- **EXTRACT**:
==*==
World Immunisation Week | Part 2 | Immunity

Immunity

Immunity is derived from Latin word – immunis, meaning free from burden. Burden refers to diseases caused by micro-organisms or their toxic products.

Therefore, immunity is defined as the resistance exhibited by the host towards infection caused by micro-organisms or their product (toxins).

This is based on the property of self and non-self recognition, which means immunity is carried out by the process of recognition and disposal of non-self or materials that enter the body.


Types of Immunity

Basically, immunity is of two types: Innate (non-specific) and Acquired (specific)

Innate immunity:

An individual is born with innate immunity. Genetic and constitutional make up of an individual contributes to innate immunity. This kind of immunity has no relationship with previous bacterial infection and immunization. It acts as a first line of defense against infections, micro-organisms, their products before they cause disease.

Different mechanisms through which innate or non-specific immunity is expressed includes

  1. Anatomical and physical barriers (like skin, mucus membrane)
  2. Physiological and chemical barriers (like human milk, gastric juice, saliva)
  3. Biological barriers (for example phagocytosis)
  4. General barriers (that could be age-related, racial, or individual immunity)

Acquired immunity:

Acquired immunity, as the name suggests, is developed later in life. It is also referred to as Adaptive immunity as it is highly adaptive and has four characteristic features:

  1. antigen specificity,
  2. diversity,
  3. immunological memory, and
  4. recognition of self from non-self

Since the components of acquired immunity such as antibodies and T-cells are specific to particular micro-organisms, it is also called as Specific immunity.

Acquired or adaptive or specific immunity is of two types; Active (where individual’s own immune system produces antibodies), and Passive (wherein the antibodies produced in another person or an animal are transferred to produce immunity)

Types of Immunity

Both, active and passive types could either be natural or artificial;

  • Natural active immunity (wherein immunity is provided by natural exposure or infection),
  • Artificial active immunity (wherein antigens are deliberately introduced through a vaccine)
  • Natural passive immunity (wherein antibodies from mother are transferred to her child across the placenta and through her milk),
  • Artificial passive immunity (where antibodies produced in or by another person or an animal are injected)
Immunity Classification

Having known about the immunity and types of immunity, let us try to understand another term, which is trending a lot, presently, and that is Herd Immunity.


Herd immunity

When a large part of a population of an area is immune to an infectious disease, this provides indirect protection to those who are not immune to the disease, since the infective agents have nowhere to spread more. Hence it is called as population immunity, or community immunity, or herd immunity, or herd protection).

Herd immunity protects at-risk populations including babies and those having weak immune system and can’t get resistance on their own.
==*==
- **ENTRIES PROVIDED**:
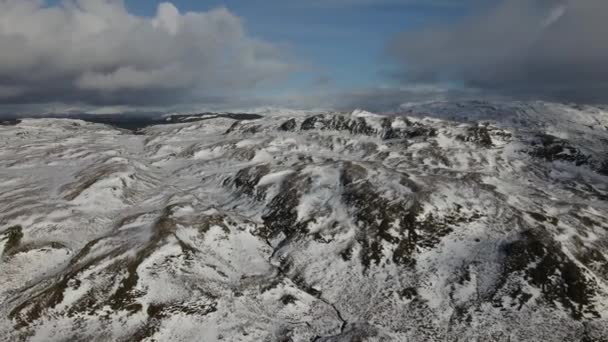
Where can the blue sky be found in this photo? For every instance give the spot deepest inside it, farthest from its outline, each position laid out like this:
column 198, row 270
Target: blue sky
column 340, row 43
column 305, row 53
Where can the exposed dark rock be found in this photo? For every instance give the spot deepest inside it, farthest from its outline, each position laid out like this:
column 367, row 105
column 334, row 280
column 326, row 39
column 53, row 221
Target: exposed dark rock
column 288, row 126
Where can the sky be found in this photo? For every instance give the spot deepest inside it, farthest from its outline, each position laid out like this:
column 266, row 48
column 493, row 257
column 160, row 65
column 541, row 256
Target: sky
column 120, row 55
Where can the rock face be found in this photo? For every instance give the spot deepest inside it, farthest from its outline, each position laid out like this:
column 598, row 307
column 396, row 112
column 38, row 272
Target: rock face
column 446, row 222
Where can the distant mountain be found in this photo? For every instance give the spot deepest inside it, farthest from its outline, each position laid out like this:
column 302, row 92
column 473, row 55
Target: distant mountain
column 470, row 221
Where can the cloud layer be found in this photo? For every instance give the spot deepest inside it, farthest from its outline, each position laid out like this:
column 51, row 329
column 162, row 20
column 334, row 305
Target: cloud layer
column 96, row 52
column 549, row 49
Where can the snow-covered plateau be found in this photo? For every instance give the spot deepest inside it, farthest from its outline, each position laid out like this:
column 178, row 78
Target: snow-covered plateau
column 467, row 221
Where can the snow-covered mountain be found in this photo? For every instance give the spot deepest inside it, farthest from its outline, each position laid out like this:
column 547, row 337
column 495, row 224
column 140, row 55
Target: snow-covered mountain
column 443, row 222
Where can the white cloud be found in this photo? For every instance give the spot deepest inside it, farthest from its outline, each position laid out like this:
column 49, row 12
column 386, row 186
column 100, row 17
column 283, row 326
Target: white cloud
column 95, row 51
column 541, row 49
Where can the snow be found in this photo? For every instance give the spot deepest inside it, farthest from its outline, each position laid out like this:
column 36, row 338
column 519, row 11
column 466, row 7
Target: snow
column 166, row 206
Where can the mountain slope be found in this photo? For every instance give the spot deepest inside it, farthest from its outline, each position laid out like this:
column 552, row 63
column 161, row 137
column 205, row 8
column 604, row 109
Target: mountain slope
column 419, row 226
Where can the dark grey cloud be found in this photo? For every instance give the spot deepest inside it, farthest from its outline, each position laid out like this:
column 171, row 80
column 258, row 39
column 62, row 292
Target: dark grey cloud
column 96, row 52
column 548, row 49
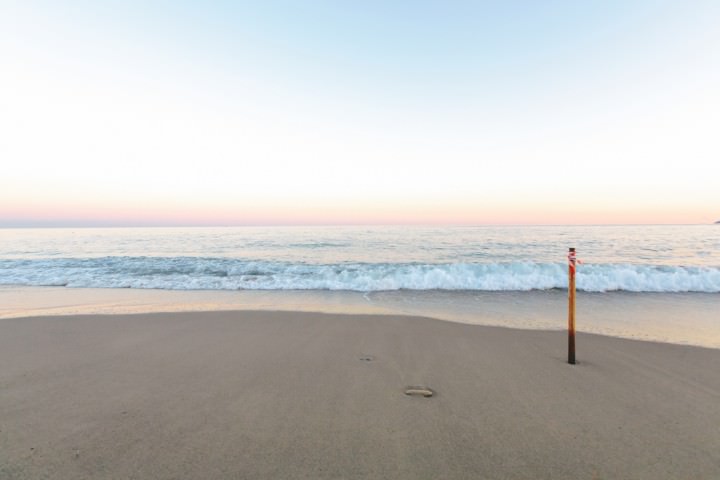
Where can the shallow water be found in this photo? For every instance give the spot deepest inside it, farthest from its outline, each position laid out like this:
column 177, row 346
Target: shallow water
column 366, row 259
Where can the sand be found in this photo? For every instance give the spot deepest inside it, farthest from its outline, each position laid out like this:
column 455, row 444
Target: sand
column 284, row 395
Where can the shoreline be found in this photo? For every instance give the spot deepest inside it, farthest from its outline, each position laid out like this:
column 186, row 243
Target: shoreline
column 307, row 395
column 675, row 318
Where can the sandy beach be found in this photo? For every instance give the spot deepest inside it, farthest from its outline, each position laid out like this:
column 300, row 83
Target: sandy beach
column 305, row 395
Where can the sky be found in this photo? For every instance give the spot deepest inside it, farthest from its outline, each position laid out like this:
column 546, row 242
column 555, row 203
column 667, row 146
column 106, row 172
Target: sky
column 376, row 112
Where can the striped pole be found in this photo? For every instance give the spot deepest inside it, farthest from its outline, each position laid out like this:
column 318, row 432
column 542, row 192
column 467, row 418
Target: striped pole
column 571, row 306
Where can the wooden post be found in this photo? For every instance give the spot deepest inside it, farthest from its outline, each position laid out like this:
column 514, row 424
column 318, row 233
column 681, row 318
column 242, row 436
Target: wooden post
column 571, row 306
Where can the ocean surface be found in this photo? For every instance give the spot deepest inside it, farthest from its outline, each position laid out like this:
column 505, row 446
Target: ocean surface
column 365, row 259
column 658, row 283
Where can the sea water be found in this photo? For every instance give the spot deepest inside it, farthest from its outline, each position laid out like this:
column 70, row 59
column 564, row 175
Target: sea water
column 638, row 281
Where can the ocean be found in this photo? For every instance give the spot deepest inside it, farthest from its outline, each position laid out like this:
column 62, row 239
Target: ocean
column 659, row 283
column 367, row 259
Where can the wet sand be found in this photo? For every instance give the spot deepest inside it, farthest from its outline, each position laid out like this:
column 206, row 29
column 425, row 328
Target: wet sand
column 306, row 395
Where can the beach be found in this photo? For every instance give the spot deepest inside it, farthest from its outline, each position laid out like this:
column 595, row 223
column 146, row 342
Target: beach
column 246, row 394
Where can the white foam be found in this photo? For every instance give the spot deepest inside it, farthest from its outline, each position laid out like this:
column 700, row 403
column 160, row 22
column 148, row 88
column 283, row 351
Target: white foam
column 192, row 273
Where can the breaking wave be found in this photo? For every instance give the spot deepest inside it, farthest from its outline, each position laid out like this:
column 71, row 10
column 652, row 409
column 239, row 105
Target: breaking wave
column 194, row 273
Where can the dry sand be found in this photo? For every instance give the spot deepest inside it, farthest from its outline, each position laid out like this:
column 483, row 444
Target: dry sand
column 313, row 396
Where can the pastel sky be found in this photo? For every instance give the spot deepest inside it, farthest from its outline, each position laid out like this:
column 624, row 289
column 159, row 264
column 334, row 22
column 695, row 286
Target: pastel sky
column 325, row 112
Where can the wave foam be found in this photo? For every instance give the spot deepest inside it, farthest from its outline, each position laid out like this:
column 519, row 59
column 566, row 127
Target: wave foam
column 192, row 273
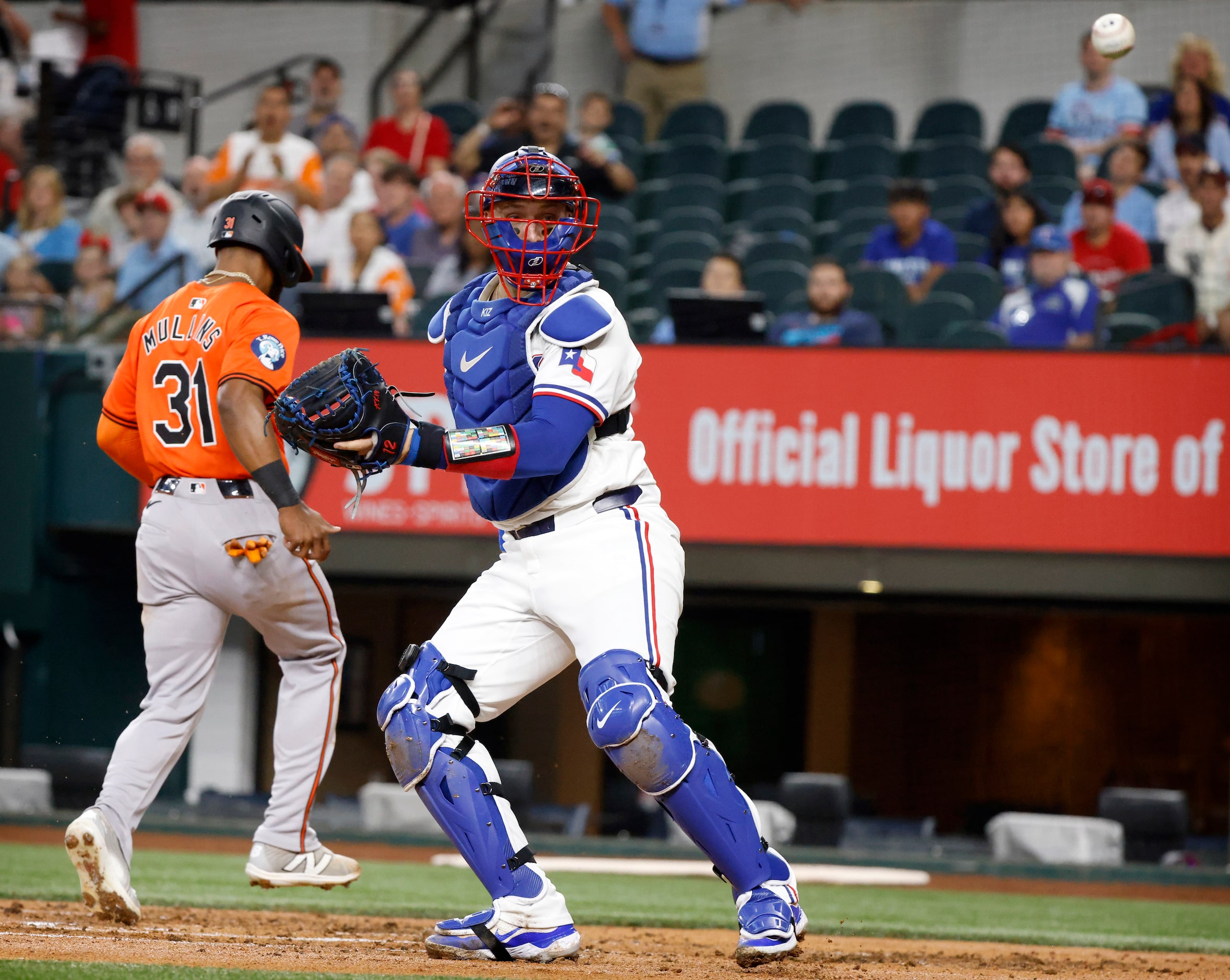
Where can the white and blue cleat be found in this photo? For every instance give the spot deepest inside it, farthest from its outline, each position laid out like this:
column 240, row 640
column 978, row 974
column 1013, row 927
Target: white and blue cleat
column 484, row 936
column 772, row 923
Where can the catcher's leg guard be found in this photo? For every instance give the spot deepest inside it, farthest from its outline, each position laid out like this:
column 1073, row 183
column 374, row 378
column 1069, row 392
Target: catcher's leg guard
column 628, row 716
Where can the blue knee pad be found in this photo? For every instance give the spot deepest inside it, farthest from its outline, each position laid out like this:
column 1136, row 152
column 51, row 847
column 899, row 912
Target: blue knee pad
column 628, row 717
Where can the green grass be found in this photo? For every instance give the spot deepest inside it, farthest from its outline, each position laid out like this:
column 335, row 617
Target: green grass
column 33, row 969
column 405, row 889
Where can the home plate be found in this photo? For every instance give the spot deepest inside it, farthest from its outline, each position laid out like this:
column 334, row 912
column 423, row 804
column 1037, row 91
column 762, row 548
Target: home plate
column 826, row 875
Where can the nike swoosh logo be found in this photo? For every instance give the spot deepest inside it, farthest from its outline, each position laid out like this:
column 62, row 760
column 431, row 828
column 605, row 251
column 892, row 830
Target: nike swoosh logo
column 608, row 715
column 468, row 364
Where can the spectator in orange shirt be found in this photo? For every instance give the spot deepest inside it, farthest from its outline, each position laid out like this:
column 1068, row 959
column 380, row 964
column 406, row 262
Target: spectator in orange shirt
column 268, row 158
column 417, row 137
column 1107, row 250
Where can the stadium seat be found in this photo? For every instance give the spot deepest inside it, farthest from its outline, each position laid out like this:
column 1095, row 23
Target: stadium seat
column 861, row 157
column 864, row 192
column 927, row 320
column 1025, row 119
column 779, row 119
column 849, row 249
column 782, row 219
column 778, row 281
column 695, row 119
column 969, row 246
column 1122, row 329
column 960, row 190
column 783, row 191
column 950, row 157
column 628, row 121
column 1051, row 159
column 783, row 246
column 692, row 156
column 864, row 119
column 1055, row 192
column 684, row 245
column 950, row 118
column 459, row 116
column 972, row 333
column 881, row 294
column 980, row 284
column 1160, row 294
column 693, row 219
column 862, row 219
column 772, row 156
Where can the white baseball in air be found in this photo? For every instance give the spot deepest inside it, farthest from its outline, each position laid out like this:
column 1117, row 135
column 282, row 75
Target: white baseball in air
column 1114, row 36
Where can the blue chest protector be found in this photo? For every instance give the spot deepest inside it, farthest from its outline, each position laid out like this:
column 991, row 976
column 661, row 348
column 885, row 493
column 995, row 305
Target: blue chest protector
column 490, row 381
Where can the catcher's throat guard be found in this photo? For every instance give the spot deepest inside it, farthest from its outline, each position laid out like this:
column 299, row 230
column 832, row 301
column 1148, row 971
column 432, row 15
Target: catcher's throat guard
column 530, row 271
column 345, row 399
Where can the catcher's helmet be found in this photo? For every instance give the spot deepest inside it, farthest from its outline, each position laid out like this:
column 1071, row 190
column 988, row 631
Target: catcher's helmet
column 531, row 271
column 260, row 220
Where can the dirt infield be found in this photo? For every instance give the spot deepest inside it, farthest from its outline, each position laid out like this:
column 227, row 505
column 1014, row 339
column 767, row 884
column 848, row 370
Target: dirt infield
column 295, row 941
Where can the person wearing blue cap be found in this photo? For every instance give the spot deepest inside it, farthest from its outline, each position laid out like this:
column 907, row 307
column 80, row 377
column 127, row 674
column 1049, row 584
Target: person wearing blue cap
column 1057, row 309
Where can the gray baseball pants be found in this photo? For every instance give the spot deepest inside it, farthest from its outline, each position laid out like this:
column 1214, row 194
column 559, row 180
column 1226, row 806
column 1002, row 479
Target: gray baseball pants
column 190, row 588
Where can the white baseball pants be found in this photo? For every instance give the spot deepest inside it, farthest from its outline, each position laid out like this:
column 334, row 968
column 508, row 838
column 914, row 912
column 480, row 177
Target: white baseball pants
column 190, row 588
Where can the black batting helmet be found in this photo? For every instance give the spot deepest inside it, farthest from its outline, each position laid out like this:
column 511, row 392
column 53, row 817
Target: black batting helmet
column 260, row 220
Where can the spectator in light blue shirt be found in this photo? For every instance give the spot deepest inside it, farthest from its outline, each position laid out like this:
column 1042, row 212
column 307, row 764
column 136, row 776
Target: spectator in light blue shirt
column 1090, row 116
column 914, row 247
column 154, row 250
column 1134, row 207
column 664, row 43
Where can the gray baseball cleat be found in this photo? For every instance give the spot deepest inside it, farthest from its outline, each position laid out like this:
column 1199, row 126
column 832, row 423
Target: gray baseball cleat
column 275, row 867
column 94, row 850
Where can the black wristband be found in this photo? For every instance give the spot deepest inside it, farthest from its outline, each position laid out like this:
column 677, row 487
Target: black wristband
column 431, row 446
column 276, row 482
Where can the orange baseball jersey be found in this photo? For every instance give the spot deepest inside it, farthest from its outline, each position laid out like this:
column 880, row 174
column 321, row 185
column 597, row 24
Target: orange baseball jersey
column 167, row 385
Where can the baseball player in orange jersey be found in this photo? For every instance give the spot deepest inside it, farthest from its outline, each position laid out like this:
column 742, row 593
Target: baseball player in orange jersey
column 186, row 415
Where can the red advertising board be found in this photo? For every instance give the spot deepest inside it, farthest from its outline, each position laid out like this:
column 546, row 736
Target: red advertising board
column 1100, row 453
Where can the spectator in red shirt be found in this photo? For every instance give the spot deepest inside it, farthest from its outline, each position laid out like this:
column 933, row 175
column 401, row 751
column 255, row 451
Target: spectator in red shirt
column 417, row 137
column 1105, row 249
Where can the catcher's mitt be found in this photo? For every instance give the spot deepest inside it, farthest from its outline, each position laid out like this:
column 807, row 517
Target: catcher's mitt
column 340, row 400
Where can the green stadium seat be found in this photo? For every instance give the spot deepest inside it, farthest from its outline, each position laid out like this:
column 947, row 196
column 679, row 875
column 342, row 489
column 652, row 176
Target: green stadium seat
column 1025, row 119
column 693, row 219
column 864, row 192
column 1051, row 159
column 980, row 284
column 849, row 249
column 1160, row 294
column 881, row 294
column 776, row 280
column 692, row 156
column 783, row 191
column 784, row 246
column 972, row 335
column 927, row 320
column 969, row 246
column 628, row 121
column 1121, row 329
column 862, row 219
column 950, row 118
column 782, row 219
column 460, row 116
column 779, row 119
column 951, row 157
column 773, row 156
column 960, row 190
column 861, row 157
column 695, row 119
column 864, row 119
column 684, row 245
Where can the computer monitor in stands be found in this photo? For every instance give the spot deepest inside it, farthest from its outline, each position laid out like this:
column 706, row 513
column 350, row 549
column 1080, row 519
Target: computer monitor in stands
column 704, row 319
column 345, row 314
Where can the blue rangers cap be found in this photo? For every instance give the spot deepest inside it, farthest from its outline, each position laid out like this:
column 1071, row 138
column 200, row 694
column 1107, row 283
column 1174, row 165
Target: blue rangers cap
column 1049, row 239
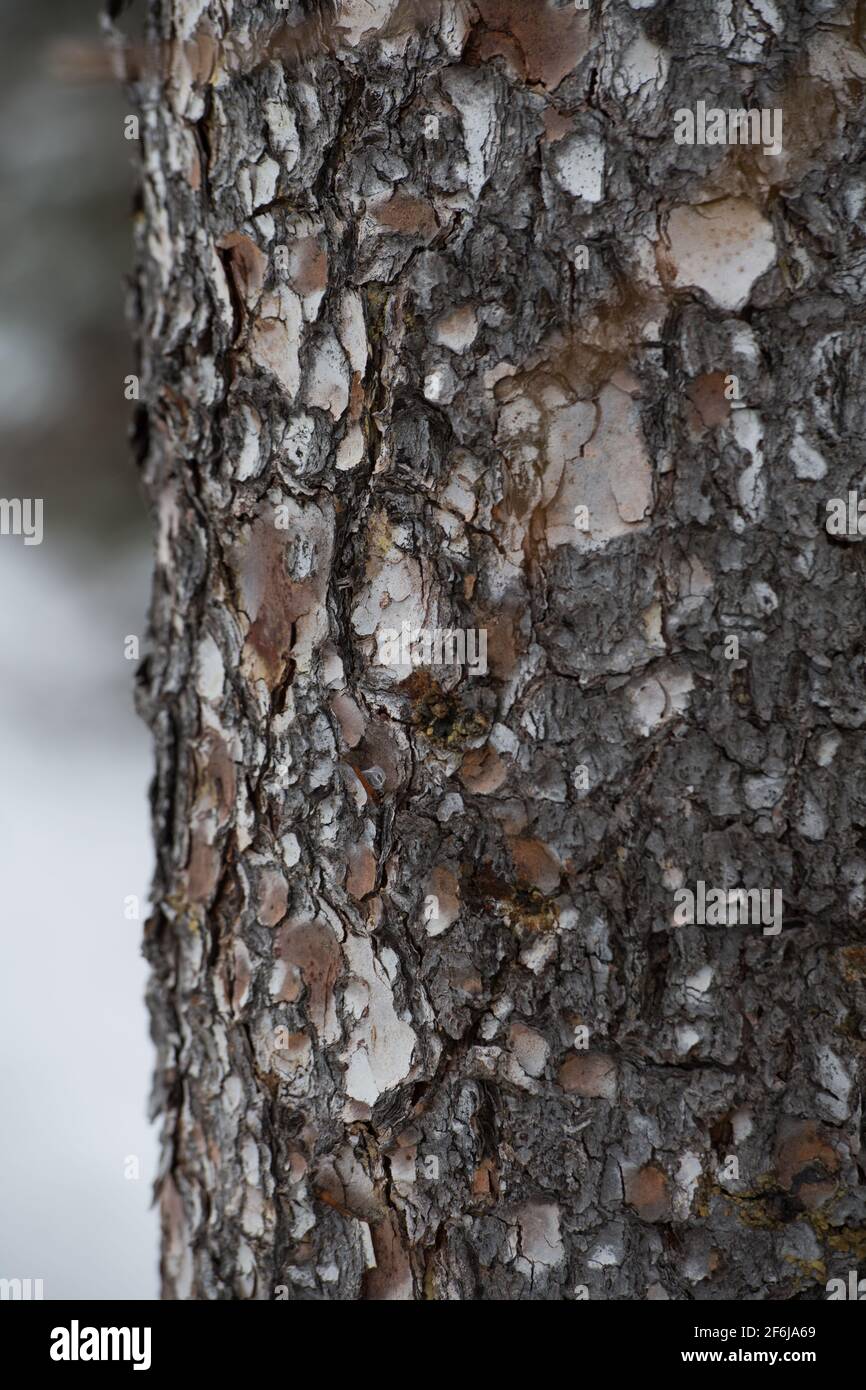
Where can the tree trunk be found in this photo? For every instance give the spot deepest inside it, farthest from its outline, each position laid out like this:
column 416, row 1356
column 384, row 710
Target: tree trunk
column 444, row 332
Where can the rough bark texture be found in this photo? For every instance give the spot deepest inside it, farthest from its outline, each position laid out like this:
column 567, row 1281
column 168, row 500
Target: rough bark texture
column 427, row 1026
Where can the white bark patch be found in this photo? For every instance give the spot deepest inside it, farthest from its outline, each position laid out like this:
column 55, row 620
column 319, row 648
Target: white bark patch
column 350, row 449
column 282, row 131
column 530, row 1048
column 578, row 166
column 722, row 248
column 688, row 1176
column 659, row 697
column 751, row 487
column 477, row 107
column 328, row 380
column 210, row 672
column 249, row 459
column 808, row 463
column 275, row 341
column 456, row 330
column 264, row 181
column 641, row 71
column 360, row 17
column 606, row 470
column 353, row 331
column 381, row 1045
column 541, row 1246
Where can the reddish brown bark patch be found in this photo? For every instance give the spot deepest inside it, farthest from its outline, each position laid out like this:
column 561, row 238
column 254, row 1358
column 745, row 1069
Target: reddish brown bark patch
column 647, row 1191
column 313, row 950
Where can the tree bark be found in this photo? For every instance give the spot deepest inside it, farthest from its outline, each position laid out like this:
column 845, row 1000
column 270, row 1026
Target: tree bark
column 441, row 327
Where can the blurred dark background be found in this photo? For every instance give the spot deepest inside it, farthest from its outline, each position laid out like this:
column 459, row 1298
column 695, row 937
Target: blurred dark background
column 77, row 1157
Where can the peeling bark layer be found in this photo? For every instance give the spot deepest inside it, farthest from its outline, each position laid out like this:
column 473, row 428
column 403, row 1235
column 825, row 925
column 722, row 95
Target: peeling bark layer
column 441, row 328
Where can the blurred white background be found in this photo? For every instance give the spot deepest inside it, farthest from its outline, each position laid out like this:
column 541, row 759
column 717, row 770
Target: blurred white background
column 75, row 1057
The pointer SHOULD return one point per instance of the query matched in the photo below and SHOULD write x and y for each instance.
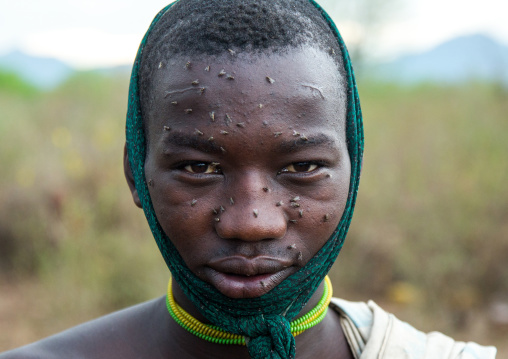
==*==
- **TASK BRIEF**: In the immunity article, which Latin word is given as the source of "immunity," and what does that word mean? Nothing in the rows is needed here.

- **WRITTEN ANSWER**: The Latin word is immunis, meaning free from burden.